▸ Work required
How many lines in the material below contain the word "sneaker"? Give only the number.

[BEGIN Provided material]

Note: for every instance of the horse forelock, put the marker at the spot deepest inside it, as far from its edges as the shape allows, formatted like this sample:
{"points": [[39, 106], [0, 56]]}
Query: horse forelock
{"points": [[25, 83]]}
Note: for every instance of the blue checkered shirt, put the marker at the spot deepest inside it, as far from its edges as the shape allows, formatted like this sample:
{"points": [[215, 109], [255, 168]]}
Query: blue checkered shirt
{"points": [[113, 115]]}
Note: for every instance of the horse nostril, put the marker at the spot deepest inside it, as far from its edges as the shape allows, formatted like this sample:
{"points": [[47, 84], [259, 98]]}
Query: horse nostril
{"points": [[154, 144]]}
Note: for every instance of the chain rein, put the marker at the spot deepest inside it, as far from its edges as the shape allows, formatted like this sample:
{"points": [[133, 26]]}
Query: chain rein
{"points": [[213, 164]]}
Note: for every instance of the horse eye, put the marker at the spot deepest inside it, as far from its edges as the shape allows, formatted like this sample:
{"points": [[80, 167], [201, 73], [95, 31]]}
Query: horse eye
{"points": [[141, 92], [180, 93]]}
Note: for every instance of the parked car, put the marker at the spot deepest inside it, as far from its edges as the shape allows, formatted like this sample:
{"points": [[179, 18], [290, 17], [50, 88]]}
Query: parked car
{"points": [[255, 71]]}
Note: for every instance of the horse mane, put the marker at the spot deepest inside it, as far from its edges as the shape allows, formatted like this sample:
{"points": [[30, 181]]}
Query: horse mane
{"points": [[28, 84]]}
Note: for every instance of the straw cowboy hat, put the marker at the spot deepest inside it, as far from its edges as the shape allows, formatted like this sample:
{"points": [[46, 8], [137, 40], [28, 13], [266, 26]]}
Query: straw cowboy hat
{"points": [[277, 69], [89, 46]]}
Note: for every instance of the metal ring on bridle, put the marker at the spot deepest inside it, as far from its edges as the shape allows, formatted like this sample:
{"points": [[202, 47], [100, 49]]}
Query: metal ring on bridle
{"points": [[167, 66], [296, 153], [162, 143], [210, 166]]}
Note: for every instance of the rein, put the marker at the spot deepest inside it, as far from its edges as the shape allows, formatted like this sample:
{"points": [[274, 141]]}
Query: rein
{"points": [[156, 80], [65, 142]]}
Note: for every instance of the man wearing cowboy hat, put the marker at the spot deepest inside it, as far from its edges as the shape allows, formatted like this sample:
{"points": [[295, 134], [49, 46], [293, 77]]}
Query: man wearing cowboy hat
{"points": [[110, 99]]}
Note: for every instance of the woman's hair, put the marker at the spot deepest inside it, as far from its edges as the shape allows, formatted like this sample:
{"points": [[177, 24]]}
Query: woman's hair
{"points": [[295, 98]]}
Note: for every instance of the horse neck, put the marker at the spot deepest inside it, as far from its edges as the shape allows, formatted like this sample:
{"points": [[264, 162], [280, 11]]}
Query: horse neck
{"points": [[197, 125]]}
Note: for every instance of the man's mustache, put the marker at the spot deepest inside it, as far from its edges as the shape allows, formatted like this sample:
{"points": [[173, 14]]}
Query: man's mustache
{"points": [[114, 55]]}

[END Provided material]
[BEGIN Provided material]

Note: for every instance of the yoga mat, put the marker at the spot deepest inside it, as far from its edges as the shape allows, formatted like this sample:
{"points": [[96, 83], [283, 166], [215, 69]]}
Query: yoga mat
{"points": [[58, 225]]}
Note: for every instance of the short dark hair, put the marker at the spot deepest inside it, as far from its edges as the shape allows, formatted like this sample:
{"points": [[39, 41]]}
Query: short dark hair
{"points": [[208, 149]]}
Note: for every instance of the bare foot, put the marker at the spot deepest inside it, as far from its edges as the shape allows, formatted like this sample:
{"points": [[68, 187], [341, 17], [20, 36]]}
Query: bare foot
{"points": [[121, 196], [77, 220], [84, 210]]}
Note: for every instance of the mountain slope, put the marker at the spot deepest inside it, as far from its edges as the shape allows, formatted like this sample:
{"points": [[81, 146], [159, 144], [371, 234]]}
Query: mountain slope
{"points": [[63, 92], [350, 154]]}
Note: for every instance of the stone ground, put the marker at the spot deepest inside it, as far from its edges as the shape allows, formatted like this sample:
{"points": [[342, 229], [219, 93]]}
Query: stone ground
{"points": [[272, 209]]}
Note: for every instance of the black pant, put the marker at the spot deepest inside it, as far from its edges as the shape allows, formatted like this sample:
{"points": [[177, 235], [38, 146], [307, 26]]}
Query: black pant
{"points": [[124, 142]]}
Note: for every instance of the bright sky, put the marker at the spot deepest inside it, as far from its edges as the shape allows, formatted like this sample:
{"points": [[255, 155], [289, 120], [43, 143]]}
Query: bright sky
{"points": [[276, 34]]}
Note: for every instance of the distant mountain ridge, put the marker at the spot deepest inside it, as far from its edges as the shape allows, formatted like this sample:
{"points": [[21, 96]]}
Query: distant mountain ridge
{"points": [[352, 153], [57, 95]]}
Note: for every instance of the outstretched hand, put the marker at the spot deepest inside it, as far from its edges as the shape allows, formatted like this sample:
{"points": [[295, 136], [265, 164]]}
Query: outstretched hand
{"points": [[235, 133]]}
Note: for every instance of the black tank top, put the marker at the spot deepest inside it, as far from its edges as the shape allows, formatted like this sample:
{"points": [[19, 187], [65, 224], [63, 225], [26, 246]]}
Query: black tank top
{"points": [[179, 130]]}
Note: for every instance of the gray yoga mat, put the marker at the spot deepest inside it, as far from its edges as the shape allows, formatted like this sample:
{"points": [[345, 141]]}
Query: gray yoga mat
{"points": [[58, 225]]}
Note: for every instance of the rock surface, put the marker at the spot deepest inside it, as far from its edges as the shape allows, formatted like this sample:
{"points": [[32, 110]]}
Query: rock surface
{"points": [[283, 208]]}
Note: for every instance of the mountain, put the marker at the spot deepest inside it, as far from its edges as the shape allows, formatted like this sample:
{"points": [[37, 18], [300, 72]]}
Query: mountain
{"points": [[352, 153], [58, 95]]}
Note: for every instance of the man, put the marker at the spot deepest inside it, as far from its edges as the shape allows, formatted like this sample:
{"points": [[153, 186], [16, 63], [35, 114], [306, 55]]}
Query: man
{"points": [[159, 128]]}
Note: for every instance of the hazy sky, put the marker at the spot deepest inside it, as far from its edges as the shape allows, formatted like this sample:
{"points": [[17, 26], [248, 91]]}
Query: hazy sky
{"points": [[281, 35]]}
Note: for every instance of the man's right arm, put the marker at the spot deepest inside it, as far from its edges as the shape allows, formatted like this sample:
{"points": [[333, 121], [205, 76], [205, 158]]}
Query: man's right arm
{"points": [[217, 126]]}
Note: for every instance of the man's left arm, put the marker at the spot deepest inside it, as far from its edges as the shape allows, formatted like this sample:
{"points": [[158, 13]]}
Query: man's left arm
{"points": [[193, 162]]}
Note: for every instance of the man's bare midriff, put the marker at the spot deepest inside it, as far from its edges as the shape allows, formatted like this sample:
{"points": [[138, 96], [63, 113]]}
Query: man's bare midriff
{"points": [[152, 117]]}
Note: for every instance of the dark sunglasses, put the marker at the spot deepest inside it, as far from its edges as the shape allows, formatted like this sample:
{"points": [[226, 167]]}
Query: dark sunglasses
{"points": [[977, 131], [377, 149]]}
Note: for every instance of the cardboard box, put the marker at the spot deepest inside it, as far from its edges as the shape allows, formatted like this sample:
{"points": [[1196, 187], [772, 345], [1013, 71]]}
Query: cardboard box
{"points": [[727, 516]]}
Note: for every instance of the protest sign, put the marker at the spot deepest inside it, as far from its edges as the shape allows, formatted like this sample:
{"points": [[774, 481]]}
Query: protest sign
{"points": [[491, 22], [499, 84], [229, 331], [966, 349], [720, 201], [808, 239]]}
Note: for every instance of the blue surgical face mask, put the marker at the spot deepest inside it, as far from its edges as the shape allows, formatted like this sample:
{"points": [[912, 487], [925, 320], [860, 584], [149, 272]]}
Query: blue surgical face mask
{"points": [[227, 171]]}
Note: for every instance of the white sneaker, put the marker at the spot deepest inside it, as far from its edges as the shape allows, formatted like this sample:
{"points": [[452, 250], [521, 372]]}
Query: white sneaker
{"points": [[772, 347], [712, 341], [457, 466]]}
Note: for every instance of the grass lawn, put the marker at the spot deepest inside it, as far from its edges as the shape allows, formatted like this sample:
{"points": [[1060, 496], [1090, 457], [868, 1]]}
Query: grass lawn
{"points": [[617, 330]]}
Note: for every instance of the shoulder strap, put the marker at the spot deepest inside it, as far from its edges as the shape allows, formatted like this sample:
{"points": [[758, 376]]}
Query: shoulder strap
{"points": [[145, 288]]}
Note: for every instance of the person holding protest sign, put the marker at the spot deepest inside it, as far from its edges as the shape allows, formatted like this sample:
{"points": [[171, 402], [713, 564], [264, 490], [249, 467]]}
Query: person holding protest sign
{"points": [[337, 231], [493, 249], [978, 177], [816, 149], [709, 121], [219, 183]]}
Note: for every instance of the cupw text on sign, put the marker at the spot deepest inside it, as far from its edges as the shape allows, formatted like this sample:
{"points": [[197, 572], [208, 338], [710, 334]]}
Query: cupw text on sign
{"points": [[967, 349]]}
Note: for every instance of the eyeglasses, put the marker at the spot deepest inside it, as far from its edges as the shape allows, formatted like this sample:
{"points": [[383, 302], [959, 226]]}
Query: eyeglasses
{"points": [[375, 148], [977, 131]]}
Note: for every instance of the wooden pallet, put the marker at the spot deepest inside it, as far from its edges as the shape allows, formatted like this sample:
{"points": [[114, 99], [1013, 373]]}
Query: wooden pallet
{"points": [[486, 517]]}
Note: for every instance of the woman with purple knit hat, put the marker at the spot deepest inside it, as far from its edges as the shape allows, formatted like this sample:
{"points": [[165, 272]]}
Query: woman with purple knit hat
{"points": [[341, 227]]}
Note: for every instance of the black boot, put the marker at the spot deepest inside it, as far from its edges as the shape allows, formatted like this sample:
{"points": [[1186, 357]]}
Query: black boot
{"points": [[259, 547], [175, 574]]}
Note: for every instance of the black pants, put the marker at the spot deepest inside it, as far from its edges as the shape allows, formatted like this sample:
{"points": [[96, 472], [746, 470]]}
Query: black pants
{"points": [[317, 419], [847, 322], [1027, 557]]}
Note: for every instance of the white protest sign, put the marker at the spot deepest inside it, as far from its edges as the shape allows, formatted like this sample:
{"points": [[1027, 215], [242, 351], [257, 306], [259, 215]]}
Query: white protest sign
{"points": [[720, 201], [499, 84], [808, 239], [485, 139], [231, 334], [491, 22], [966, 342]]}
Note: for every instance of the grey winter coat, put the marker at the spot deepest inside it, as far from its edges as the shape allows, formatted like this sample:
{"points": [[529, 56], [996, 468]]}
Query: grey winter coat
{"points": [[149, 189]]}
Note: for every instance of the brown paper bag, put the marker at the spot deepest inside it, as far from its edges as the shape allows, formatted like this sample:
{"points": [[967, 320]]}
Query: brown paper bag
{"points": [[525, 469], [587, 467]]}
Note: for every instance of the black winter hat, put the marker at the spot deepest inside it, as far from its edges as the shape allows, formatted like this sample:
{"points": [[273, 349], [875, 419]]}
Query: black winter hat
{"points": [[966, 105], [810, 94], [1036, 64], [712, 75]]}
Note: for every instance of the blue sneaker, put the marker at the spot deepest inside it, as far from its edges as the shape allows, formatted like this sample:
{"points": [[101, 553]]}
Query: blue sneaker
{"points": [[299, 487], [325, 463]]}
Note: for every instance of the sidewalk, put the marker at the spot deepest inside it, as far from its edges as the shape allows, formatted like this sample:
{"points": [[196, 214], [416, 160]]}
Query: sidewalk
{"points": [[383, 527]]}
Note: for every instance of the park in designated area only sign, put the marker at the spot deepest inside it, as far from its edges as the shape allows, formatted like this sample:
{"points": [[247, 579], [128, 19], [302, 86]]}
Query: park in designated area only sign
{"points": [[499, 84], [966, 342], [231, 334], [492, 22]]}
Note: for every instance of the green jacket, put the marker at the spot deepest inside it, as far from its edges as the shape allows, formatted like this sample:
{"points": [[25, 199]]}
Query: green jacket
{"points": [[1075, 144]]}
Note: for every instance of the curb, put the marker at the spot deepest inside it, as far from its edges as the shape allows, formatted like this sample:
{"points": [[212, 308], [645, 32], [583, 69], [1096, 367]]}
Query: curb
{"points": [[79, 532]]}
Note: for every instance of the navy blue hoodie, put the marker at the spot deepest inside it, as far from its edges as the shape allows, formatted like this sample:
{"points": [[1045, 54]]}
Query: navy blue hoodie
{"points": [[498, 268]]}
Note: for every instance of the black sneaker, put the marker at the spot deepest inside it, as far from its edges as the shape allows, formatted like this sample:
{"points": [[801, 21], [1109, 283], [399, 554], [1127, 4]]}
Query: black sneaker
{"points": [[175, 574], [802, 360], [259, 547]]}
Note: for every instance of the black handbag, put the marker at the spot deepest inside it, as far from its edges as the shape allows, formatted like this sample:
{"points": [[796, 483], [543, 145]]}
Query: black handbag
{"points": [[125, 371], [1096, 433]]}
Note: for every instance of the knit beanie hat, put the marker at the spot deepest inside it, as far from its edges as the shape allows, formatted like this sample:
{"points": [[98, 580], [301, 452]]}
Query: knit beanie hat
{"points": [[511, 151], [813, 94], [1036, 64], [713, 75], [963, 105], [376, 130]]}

[END Provided material]

▸ Solution below
6